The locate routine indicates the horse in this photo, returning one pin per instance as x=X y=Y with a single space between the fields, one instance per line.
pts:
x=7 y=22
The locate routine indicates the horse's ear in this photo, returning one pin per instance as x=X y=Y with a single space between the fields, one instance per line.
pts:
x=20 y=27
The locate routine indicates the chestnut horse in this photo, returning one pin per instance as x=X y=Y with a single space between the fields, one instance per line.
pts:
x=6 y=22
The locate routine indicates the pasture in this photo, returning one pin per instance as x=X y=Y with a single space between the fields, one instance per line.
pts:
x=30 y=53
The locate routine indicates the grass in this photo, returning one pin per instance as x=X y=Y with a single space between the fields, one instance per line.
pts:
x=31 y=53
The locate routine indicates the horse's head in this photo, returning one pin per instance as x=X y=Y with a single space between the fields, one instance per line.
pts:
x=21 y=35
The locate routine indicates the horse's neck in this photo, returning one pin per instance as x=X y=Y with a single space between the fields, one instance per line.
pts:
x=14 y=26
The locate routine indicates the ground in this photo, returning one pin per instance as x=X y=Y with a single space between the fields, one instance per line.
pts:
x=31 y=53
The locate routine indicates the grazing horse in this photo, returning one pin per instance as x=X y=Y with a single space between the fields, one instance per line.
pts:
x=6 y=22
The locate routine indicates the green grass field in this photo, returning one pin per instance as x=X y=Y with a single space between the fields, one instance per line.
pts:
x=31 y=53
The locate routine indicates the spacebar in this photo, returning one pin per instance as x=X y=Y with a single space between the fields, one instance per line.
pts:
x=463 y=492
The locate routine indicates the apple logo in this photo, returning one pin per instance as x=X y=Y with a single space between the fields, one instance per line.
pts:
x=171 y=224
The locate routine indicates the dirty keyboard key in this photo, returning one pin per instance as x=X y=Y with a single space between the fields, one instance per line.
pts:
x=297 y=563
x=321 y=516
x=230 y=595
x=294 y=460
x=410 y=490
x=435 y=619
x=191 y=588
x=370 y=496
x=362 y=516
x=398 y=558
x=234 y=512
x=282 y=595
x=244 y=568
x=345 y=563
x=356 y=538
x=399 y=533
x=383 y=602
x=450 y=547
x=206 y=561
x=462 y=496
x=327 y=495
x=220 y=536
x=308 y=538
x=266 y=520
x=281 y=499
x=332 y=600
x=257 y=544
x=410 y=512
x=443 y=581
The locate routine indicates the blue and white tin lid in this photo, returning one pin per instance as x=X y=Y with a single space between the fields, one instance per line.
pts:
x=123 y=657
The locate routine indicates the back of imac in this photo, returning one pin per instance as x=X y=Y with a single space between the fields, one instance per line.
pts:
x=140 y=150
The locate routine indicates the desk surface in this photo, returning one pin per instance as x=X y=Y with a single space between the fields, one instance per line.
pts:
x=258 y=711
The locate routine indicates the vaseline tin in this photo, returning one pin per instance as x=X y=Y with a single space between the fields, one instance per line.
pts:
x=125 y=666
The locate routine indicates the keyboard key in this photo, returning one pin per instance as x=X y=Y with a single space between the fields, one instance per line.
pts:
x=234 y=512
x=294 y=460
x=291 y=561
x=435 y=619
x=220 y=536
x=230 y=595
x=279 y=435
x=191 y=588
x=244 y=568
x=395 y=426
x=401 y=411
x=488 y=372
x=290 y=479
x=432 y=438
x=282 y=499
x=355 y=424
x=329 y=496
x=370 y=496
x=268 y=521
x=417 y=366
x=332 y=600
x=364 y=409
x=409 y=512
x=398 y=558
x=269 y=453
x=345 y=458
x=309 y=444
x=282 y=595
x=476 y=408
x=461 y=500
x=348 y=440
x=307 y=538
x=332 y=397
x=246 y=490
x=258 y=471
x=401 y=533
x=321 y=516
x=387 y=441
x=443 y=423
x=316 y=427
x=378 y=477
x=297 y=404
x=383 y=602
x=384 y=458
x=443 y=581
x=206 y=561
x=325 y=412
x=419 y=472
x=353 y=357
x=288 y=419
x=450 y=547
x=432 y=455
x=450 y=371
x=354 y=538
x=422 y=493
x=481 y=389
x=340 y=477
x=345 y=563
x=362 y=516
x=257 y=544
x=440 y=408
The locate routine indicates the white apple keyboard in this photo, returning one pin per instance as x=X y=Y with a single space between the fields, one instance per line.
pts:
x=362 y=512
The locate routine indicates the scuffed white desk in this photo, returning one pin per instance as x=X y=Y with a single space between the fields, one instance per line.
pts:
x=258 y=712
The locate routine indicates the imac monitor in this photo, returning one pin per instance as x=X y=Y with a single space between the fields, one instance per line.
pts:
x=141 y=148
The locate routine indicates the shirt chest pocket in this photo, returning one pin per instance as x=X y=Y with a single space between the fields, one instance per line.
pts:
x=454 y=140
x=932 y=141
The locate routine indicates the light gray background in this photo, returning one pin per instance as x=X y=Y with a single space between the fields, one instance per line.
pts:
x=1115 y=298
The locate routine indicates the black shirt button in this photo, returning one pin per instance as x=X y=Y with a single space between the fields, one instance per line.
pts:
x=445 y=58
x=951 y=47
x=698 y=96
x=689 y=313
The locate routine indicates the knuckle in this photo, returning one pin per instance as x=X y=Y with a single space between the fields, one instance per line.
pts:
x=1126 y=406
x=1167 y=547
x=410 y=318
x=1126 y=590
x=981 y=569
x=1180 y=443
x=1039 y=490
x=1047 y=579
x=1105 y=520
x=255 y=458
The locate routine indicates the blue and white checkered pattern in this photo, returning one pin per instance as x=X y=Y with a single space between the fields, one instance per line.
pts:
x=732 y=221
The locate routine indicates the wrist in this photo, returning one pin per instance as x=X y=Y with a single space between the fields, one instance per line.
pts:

## WHAT YOU NEED TO DO
Revise all of the data above, changing each occurrence of "locate routine" to "pointing tool" and leaving every other part unaltered.

## EXERCISE ANSWER
The pointing tool indicates the horse in this photo, returning one pin per instance as x=X y=Y with a single space between the fields, one instance per line.
pts:
x=7 y=22
The pointing tool indicates the horse's ear in this photo, returning one pin per instance as x=X y=Y with a single space between the fields, one instance per line.
pts:
x=20 y=27
The pointing tool indicates the chestnut horse in this photo, returning one pin per instance as x=X y=Y with a single space between the fields, one instance per line.
pts:
x=6 y=22
The pointing tool indicates the pasture in this photo, returning one pin per instance as x=X y=Y with a single space between the fields, one instance per line.
pts:
x=30 y=53
The pointing tool indicates the grass in this photo, returning one pin per instance as x=X y=Y with a single space between the fields, one instance per line.
pts:
x=31 y=53
The pointing tool indicates the horse's head in this photo, returning one pin per instance as x=X y=Y with a single space between the fields, one instance per line.
pts:
x=21 y=35
The pointing tool indicates the horse's neck in this photo, returning one pin per instance as x=X y=Y with a single space between the fields, one instance per line.
pts:
x=14 y=26
The pointing tool indicates the ground in this photo, returning one pin per instance as x=X y=Y with a single space between the fields, one instance per line.
pts:
x=31 y=53
The pointing tool indicates the grazing horse in this photo, returning one pin per instance as x=X y=Y with a single space between the fields, one instance per line.
pts:
x=6 y=22
The pointing tool indicates the green grass field in this photo, returning one pin per instance as x=X y=Y with a single space between the fields, one instance per line.
pts:
x=31 y=53
The pointing tool indicates the spacebar in this photo, returning one pin per instance as x=X y=Y with a single space between the fields, one instance per line.
pts:
x=463 y=492
The pointing tool indicates the apple logo in this photo, returning one pin per instance as x=X y=Y with a single space between the fields, one instance per line.
pts:
x=171 y=224
The pointing tool indicates the dirty keyboard key in this photo, returning one pin per instance as x=X y=Y with a single space between the fields, one instance per line.
pts:
x=297 y=563
x=321 y=516
x=230 y=595
x=294 y=460
x=410 y=490
x=435 y=619
x=191 y=588
x=370 y=496
x=362 y=516
x=398 y=558
x=234 y=512
x=282 y=595
x=244 y=568
x=345 y=563
x=356 y=538
x=399 y=533
x=383 y=602
x=450 y=547
x=206 y=561
x=462 y=496
x=327 y=495
x=220 y=536
x=308 y=538
x=266 y=520
x=281 y=499
x=332 y=600
x=257 y=544
x=410 y=512
x=443 y=581
The pointing tool indicates the blue and white tin lid in this photo, returning one pin per instance as x=X y=Y with a single space between the fields, one instance per line.
pts:
x=123 y=657
The pointing tool indicates the back of imac in this photo, returning one pin per instance as x=X y=Y with a single space between the fields, one instance per line.
pts:
x=140 y=150
The pointing tool indicates the desk surface in this photo, returning one pin per instance as x=X y=Y with a single space between the fields, one instance per line.
pts:
x=258 y=711
The pointing tool indicates the vaseline tin in this photo, returning one pin per instance as x=X y=Y with a single space between the fields, one instance per line.
pts:
x=125 y=666
The pointing tool indicates the keyboard key in this photo, returning one pin per instance as x=X y=Y with a single space between the fields, one instance per line.
pts:
x=234 y=512
x=294 y=460
x=291 y=561
x=435 y=619
x=220 y=536
x=230 y=595
x=279 y=435
x=191 y=588
x=244 y=568
x=395 y=426
x=401 y=411
x=488 y=372
x=290 y=479
x=432 y=438
x=282 y=499
x=355 y=424
x=329 y=496
x=370 y=496
x=268 y=521
x=417 y=366
x=332 y=600
x=364 y=409
x=409 y=512
x=398 y=558
x=269 y=453
x=345 y=458
x=309 y=444
x=282 y=595
x=476 y=408
x=461 y=500
x=348 y=440
x=307 y=538
x=332 y=397
x=246 y=490
x=258 y=471
x=401 y=533
x=321 y=516
x=387 y=441
x=443 y=423
x=316 y=427
x=378 y=477
x=297 y=404
x=383 y=602
x=384 y=458
x=443 y=581
x=206 y=561
x=325 y=412
x=419 y=472
x=353 y=357
x=288 y=419
x=450 y=547
x=432 y=455
x=450 y=371
x=354 y=538
x=422 y=493
x=481 y=389
x=340 y=477
x=345 y=563
x=362 y=516
x=257 y=544
x=440 y=408
The pointing tool indicates the white apple keyboard in this photo, returning one pin per instance as x=X y=Y with a single space between the fields, one instance per line.
pts:
x=362 y=512
The pointing tool indicates the scuffed white desk in this photo, returning one pin per instance as x=X y=Y with a single space between the fields, one instance per line.
pts:
x=258 y=712
The pointing tool indicates the imac monitor in this photo, returning one pin per instance as x=X y=Y with a single space between the fields, one instance per line.
pts:
x=141 y=148
The pointing tool indicates the shirt chest pocket in this photo, returning one pin per instance as x=X y=Y with a single space between the fields, one instance per line.
pts:
x=454 y=140
x=932 y=141
The pointing tool indicates the light gray background in this photo, returning one pin per instance as x=X y=Y with a single space between the fields, one instance per line.
pts:
x=1115 y=298
The pointing tool indicates the black shirt button in this photo, returning one pin per instance as x=X y=Y with a single space between the fields, one instance per line.
pts:
x=445 y=58
x=951 y=47
x=698 y=96
x=689 y=313
The pointing tool indicates the knuckle in this photo, returning one pin per instance as x=X y=Y with a single space between the fields, one instance per line.
pts:
x=1126 y=406
x=1167 y=547
x=410 y=318
x=1126 y=590
x=981 y=569
x=1180 y=443
x=1039 y=490
x=1047 y=579
x=1105 y=520
x=255 y=458
The pointing tool indicates the blue and white checkered pattern in this photo, returning one pin per instance as x=X y=Y with a single space between the fields, one instance per line.
pts:
x=732 y=221
The pointing tool indicates the wrist in this photo, returning one pin per instance as x=X y=Y with a single space between the fields, one instance per line.
pts:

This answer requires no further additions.